Descrizione del compito: Secondo il documento di origine sui locali romani, in quale via si trova il Sacco Bistrot?

Per finire vi porto in un locale diventato noto per essere stato il set dell’ultimo film di Paolo Genovese, anche se per la gente di quel rione doveva essere conosciuto già da prima. The Place, autenticamente Sacco Bistrot, si trova in un angolo di Via Gallia e si presenta con quelle vetrate diventate ormai inconfondibili e così vissute. All’interno, tavolini in marmo affiancati ad un bancone dello stesso materiale, luminosità un po’ rossastra e dettagli da fast food americano, lo rendono un locale ricco di calore in diretto contatto con il quartiere. La musica di sottofondo fa sempre piacere, l’affabilità dello staff è assai gradita.
Per la formula aperitivo, c’è il drink (che sia un cocktail, un calice, una bibita, un soft drink) e un buffet illimitato di ottima qualità e di una varietà piuttosto standardizzata: fritti, rustici, frittate, polpettine, fagottini di pasta fillo con formaggio, insalata di riso. Prezzo corretto, un po’ squilibrato il ricarico sulla seconda consumazione del drink, ma direi che come apericena non c’è di che lamentarsi.
Fra tutti e tre è sicuramente il Posto dove tornerei.

Serate diverse, serate romane – Mavi

Avete mai acquistato un libro solo per la copertina, visto un film solo per il titolo o assistito ad uno spettacolo teatrale in base alla sua locandina?
Ecco, noi abbiamo scelto Mavi in base al nome. E’ nato tutto per gioco, ma poi le regole ci sono piaciute. Ovviamente non abbiamo mancato di informarci online prima di prenotare, ma devo dire che le ottime recensioni degli internauti sono state confermate dalle nostre impressioni subito positive sul locale.

Iniziamo dal nome, perché si tratta di una donna, amica dei proprietari, molto legata ad una sua parente francese, una zia che amava chiamarla “Ma vie”, “La mia vita”.
Da questo dolce e affettuoso appellativo è derivato il nome del ristorante, da qualche anno trasferitosi nella attuale location che lo ospita sul Lungotevere di Pietra Papa, zona ex Città del Gusto.

Dati forniti:
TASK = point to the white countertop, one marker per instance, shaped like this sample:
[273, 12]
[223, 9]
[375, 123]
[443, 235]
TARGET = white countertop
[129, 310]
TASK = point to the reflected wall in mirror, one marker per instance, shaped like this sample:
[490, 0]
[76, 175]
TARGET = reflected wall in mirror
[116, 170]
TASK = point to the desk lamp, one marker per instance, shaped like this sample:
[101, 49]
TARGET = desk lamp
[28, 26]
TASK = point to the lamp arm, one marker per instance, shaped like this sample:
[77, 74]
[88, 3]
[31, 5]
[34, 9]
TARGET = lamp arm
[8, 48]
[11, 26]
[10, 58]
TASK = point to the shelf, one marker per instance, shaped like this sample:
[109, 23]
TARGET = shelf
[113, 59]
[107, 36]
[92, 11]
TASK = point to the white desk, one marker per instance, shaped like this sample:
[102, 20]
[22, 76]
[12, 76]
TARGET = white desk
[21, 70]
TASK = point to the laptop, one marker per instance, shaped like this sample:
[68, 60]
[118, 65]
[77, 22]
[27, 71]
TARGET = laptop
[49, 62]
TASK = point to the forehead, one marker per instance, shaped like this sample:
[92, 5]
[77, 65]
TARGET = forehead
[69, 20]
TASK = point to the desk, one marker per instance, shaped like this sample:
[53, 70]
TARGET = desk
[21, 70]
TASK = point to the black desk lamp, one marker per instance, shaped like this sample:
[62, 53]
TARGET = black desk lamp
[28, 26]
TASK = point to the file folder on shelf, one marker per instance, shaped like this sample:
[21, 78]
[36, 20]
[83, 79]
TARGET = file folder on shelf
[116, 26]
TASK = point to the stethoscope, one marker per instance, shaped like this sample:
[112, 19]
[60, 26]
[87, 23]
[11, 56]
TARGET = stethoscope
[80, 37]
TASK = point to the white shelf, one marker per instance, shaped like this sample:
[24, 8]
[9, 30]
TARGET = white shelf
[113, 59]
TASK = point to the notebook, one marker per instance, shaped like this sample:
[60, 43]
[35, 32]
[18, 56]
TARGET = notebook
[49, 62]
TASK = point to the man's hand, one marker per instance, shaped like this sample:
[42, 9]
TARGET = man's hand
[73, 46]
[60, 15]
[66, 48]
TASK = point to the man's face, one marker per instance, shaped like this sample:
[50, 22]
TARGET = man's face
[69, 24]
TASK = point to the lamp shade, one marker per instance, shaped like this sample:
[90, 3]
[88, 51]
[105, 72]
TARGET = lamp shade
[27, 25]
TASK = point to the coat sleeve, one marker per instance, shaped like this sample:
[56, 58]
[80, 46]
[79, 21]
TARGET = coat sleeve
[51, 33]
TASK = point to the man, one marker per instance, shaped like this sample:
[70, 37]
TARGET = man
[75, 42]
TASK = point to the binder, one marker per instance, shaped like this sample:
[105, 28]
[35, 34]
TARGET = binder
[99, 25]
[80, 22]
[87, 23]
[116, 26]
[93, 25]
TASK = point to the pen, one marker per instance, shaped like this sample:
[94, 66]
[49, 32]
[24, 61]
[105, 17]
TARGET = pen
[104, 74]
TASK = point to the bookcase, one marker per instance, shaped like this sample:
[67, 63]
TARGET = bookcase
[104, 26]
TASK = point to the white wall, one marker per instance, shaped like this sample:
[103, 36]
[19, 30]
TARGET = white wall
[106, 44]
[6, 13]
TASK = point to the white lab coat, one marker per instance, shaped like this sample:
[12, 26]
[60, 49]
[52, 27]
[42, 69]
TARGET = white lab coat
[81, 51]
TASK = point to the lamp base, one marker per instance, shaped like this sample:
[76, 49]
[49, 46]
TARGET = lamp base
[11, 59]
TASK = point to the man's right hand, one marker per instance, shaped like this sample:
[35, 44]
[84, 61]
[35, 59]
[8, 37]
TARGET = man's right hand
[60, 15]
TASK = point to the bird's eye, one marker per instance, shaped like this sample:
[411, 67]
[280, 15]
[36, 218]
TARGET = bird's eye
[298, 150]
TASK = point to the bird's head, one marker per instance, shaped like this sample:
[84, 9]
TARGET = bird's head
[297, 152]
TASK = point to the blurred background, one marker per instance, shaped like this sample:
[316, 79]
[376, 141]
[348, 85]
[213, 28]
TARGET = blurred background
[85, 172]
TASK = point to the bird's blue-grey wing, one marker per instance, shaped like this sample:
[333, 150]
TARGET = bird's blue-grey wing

Soluzione: Si trova in un angolo di Via Gallia.